__ACTIVITY__:
Among the entries below, please repeat exactly and only the lines from the line containing "Guideline — for every instance of the dark" to the line containing "Guideline — for every instance of the grass", both lines included.

__MATERIAL FOR THE TASK__:
##########
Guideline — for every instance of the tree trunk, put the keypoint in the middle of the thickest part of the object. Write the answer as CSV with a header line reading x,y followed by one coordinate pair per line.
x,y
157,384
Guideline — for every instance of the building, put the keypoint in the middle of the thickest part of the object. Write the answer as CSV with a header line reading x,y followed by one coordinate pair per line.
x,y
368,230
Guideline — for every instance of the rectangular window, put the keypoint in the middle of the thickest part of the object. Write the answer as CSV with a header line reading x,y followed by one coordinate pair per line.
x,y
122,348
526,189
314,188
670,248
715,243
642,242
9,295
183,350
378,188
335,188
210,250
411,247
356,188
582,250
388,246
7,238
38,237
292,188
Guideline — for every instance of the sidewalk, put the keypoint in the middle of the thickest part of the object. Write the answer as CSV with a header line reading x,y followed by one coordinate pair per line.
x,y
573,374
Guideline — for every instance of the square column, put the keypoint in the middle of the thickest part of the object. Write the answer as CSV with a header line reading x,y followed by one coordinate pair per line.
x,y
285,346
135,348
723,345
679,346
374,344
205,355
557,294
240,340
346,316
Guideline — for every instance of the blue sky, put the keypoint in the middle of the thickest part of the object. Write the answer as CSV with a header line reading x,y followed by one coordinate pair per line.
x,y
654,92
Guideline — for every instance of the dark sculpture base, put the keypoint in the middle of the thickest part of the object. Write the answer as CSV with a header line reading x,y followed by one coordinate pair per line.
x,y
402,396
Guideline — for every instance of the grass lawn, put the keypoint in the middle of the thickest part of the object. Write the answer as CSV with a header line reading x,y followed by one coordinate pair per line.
##########
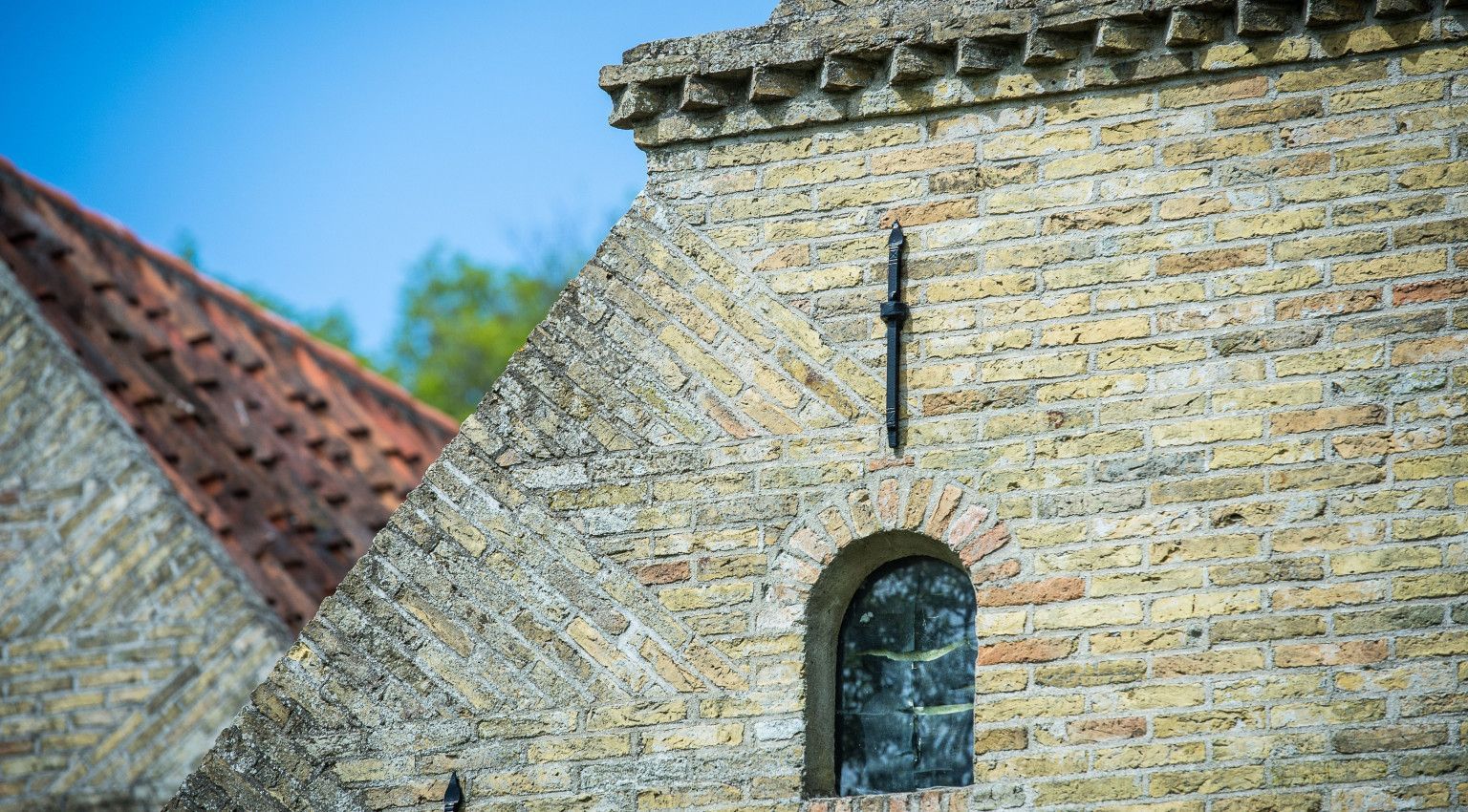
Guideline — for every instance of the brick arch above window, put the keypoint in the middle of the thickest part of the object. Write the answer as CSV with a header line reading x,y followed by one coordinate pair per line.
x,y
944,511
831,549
##########
__RESULT FOR THIS EXERCISE__:
Guideline — for every instance of the dark sculpture base, put the keypoint in the middle of the thickest part of the object. Write the answer as CSV with a header line reading x,y followed by one coordinate pair per line.
x,y
402,396
Guideline — for every instance of the grass lawn, put the keypoint in the middle of the thickest part of the object. Write the answer as CSV with a header line reading x,y followed by one coordinate pair per line.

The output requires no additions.